◆ Directive A: Pick out each line of the records below that contains the string "patch".

◆ Text shown:
======

### NAME :- ROHAN KUMAR
### REGISTRATION No. :- 12016504
### SECTION :- K20KT
### ROLL No. :- RK20KTB59

## CRIMES IN CHICAGO 2012-2017

#### CONTEXT

This dataset reflects reported incidents of crime (with the exception of murders where data exists for each victim) that occurred in the City of Chicago from 2012 to 2017. Data is extracted from the Chicago Police Department's CLEAR (Citizen Law Enforcement Analysis and Reporting) system. In order to protect the privacy of crime victims, addresses are shown at the block level only and specific locations are not identified.

Disclaimer: These crimes may be based upon preliminary information supplied to the Police Department by the reporting parties that have not been verified. The preliminary crime classifications may be changed at a later date based upon additional investigation and there is always the possibility of mechanical or human error. Therefore, the Chicago Police Department does not guarantee (either expressed or implied) the accuracy, completeness, timeliness, or correct sequencing of the information and the information should not be used for comparison purposes over time. The Chicago Police Department will not be responsible for any error or omission, or for the use of, or the results obtained from the use of this information. All data visualizations on maps should be considered approximate and attempts to derive specific addresses are strictly prohibited.
The Chicago Police Department is not responsible for the content of any off-site pages that are referenced by or that reference this web page other than an official City of Chicago or Chicago Police Department web page. The user specifically acknowledges that the Chicago Police Department is not responsible for any defamatory, offensive, misleading, or illegal conduct of other users, links, or third parties and that the risk of injury from the foregoing rests entirely with the user. The unauthorized use of the words "Chicago Police Department," "Chicago Police," or any colorable imitation of these words or the unauthorized use of the Chicago Police Department logo is unlawful. This web page does not, in any way, authorize such use. Data are updated daily. The dataset contains more than 10,00,000 records/rows of data and cannot be viewed in full in Microsoft Excel. To access a list of Chicago Police Department - Illinois Uniform Crime Reporting (IUCR) codes, go to http://data.cityofchicago.org/Public-Safety/Chicago-Police-Department-Illinois-Uniform-Crime-R/c7ck-438e

#### CONTENT

ID           - Unique identifier for the record.

Case Number  - The Chicago Police Department RD Number (Records Division Number), which is unique to the incident.

Date         - Date when the incident occurred. this is sometimes a best estimate.

Block        - The partially redacted address where the incident occurred, placing it on the same block as the actual address.

IUCR         - The Illinois Unifrom Crime Reporting code. This is directly linked to the Primary Type and Description. See the                  list of IUCR codes at https://data.cityofchicago.org/d/c7ck-438e.

Primary Type - The primary description of the IUCR code.

Description  - The secondary description of the IUCR code, a subcategory of the primary description.

Location Description - Description of the location where the incident occurred.

======

◆ Dataset rows:

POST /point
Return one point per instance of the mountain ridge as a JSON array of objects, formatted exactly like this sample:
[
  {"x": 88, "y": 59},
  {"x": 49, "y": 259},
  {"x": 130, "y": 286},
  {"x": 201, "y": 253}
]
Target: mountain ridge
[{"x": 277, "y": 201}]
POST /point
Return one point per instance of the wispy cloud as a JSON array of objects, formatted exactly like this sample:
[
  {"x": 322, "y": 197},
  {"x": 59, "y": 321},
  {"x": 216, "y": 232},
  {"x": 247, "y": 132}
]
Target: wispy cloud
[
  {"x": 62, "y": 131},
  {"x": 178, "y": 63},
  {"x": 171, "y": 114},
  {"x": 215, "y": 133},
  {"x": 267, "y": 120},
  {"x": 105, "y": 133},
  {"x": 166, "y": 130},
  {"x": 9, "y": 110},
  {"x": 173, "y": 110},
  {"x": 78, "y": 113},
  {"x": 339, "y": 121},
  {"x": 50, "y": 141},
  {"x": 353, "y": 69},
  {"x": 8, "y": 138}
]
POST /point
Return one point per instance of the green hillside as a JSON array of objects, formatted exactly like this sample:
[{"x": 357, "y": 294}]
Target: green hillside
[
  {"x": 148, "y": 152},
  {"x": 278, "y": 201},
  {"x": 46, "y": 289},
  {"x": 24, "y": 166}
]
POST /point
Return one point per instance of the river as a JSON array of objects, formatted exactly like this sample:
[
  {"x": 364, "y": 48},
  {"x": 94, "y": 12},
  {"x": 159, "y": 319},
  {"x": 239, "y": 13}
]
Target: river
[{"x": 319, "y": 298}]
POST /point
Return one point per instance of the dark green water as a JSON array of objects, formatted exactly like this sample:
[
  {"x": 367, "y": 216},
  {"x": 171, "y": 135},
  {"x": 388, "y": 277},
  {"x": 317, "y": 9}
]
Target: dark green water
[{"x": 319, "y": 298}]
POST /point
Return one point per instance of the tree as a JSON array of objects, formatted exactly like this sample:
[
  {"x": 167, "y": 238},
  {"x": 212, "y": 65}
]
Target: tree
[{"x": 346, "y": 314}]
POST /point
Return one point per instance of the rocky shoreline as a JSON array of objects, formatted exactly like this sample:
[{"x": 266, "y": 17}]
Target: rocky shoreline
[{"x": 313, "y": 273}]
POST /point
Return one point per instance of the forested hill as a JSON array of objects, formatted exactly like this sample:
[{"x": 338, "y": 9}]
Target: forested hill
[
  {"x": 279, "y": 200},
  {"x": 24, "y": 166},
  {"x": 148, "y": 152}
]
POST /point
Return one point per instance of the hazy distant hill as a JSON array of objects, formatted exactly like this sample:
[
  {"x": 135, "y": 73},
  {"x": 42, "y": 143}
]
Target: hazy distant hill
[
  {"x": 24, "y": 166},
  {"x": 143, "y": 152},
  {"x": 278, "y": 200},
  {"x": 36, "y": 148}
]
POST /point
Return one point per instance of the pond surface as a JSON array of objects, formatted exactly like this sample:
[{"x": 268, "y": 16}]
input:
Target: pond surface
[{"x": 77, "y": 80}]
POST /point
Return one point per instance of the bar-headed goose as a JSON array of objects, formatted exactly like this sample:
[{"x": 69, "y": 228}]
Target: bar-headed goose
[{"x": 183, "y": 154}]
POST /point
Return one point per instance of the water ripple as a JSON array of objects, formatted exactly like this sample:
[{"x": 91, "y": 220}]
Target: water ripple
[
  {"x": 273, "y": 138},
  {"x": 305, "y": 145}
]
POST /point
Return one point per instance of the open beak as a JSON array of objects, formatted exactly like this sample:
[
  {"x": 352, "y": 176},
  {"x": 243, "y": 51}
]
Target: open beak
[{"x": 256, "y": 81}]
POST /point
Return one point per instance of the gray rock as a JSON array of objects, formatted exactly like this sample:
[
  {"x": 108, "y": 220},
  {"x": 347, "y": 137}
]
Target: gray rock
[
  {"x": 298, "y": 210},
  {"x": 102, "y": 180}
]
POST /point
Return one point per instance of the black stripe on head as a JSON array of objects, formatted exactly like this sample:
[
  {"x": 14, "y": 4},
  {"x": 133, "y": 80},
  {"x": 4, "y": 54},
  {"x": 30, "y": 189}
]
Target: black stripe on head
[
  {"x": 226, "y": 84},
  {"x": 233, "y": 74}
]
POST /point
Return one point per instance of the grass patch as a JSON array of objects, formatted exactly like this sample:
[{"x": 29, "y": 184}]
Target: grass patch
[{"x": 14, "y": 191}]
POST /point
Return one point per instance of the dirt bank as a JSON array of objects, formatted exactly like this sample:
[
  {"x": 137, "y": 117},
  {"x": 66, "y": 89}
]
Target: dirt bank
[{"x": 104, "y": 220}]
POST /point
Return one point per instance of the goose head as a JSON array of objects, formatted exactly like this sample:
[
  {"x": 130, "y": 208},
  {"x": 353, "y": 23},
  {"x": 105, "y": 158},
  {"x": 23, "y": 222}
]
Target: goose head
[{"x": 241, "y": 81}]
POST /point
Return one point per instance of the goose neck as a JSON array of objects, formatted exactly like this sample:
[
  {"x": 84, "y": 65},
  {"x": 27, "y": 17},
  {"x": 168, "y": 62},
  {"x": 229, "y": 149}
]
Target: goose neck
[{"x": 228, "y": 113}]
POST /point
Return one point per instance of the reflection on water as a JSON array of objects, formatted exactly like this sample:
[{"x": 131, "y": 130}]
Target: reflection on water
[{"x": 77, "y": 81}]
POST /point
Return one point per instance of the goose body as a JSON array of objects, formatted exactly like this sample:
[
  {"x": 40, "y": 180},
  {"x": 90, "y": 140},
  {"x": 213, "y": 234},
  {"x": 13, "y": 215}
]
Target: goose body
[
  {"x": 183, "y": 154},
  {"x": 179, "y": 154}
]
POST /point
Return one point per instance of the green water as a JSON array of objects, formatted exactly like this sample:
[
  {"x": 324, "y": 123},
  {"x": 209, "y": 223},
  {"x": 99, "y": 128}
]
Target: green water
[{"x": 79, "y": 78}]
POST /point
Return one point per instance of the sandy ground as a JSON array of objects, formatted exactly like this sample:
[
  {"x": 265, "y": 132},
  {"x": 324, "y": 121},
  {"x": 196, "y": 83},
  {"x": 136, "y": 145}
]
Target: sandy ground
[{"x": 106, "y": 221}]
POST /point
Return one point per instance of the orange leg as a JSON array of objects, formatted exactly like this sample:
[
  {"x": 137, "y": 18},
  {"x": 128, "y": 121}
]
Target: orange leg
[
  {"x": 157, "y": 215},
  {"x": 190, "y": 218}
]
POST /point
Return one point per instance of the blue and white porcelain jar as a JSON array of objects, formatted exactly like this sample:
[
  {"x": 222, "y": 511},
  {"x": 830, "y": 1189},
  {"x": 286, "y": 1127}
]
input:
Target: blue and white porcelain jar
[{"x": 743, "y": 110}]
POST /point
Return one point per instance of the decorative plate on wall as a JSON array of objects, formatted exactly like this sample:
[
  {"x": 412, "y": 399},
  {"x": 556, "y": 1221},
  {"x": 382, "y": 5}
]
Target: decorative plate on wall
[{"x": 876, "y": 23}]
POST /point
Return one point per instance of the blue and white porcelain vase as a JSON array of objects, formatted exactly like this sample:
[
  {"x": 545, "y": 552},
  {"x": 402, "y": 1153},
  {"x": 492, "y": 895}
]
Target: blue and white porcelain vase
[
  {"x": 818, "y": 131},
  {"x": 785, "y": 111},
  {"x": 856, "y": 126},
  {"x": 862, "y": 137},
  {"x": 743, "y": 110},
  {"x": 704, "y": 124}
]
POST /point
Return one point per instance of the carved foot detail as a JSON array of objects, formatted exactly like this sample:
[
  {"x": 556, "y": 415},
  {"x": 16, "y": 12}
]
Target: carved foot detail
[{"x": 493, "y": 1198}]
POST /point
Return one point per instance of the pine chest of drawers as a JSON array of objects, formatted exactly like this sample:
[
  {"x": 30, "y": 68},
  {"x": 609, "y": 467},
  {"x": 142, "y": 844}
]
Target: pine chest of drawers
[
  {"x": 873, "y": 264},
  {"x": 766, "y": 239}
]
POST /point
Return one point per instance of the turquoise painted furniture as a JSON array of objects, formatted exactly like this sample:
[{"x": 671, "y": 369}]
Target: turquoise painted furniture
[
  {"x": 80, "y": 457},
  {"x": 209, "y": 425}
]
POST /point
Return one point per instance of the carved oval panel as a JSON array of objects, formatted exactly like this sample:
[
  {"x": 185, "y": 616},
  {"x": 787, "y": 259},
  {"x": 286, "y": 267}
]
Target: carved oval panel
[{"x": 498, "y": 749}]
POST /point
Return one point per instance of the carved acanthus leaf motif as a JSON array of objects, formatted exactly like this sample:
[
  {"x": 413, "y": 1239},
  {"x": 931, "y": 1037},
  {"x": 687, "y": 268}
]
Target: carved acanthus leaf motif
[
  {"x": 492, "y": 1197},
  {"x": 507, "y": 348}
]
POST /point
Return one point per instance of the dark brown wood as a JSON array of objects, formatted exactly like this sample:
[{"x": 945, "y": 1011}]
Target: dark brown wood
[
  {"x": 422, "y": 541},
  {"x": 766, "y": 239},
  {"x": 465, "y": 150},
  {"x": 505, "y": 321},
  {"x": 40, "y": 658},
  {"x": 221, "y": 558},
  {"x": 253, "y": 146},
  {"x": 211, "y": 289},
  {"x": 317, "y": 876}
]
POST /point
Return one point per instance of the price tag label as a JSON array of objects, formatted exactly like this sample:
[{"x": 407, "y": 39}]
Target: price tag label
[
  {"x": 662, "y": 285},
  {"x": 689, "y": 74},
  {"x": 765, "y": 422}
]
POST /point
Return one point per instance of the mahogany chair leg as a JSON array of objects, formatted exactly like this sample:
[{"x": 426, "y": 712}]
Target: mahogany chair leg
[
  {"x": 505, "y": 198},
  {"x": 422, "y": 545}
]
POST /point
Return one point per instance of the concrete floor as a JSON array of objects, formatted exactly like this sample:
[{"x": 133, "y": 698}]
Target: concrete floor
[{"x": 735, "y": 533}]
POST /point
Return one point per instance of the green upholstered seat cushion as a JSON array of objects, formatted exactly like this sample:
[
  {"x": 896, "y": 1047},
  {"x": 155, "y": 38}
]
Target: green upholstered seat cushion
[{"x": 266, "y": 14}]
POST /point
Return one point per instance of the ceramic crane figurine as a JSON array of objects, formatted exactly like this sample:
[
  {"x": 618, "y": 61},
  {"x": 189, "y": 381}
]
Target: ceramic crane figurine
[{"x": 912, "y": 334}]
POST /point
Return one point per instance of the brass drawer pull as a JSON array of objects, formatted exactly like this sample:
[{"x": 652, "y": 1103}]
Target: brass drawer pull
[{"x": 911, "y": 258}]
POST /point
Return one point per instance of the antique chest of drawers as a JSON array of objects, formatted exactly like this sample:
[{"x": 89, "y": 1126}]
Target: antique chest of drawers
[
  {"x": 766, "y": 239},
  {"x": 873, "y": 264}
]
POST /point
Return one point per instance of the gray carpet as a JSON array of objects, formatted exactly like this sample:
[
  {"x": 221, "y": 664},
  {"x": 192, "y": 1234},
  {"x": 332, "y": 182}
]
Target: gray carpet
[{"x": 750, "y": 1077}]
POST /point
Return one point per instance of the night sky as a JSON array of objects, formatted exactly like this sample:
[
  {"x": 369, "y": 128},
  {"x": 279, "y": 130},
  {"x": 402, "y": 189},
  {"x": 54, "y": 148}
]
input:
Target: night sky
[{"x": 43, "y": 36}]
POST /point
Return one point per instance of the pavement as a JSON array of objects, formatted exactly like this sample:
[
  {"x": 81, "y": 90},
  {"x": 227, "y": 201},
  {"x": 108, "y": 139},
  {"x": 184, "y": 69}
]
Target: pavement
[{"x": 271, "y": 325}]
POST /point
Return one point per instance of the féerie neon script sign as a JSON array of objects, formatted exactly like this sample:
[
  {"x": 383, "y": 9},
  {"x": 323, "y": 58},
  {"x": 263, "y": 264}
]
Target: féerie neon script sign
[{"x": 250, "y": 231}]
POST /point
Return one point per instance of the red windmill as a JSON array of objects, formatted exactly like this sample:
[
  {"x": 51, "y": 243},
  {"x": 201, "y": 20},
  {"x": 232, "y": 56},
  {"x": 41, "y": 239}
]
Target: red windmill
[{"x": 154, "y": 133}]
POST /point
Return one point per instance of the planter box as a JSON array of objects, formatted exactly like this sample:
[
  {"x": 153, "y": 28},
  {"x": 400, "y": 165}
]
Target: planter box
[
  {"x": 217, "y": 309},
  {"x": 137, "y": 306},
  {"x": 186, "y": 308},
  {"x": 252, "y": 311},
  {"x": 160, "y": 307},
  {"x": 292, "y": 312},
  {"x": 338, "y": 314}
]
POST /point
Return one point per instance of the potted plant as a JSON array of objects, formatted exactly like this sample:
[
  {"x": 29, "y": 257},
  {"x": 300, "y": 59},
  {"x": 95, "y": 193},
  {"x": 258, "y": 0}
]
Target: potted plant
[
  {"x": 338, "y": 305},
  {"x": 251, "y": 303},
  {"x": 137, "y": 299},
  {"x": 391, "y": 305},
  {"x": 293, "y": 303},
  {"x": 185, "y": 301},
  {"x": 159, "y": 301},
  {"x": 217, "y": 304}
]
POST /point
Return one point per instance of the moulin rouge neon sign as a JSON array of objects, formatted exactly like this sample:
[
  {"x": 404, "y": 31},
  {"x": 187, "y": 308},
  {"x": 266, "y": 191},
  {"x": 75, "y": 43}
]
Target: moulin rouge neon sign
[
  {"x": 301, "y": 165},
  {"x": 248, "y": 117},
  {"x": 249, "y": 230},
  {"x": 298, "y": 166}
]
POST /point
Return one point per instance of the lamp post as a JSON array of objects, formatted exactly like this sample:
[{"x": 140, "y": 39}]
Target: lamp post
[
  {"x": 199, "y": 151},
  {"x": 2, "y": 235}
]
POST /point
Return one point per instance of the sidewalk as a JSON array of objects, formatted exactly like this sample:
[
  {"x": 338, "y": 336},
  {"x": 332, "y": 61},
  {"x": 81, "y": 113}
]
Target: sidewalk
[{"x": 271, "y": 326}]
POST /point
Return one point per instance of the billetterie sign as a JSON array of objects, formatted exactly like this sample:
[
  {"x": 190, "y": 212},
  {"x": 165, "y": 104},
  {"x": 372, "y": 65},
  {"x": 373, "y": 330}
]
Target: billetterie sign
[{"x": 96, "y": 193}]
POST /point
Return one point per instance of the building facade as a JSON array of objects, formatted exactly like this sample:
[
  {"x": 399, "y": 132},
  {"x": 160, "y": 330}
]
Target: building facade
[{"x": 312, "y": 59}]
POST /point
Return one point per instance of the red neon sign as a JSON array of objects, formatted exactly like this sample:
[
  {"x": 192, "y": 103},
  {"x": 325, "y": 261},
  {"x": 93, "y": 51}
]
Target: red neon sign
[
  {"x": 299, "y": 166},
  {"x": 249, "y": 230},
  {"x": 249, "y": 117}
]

======

◆ Directive B: In the Chicago crime dataset description above, reproduce word for word the passage that begins at the words "#### CONTENT" and stops after "a best estimate.".

◆ Complete response A:
Return one point per instance of the grass patch as a JSON array of objects, formatted exactly like this sample:
Target: grass patch

◆ Complete response B:
#### CONTENT

ID           - Unique identifier for the record.

Case Number  - The Chicago Police Department RD Number (Records Division Number), which is unique to the incident.

Date         - Date when the incident occurred. this is sometimes a best estimate.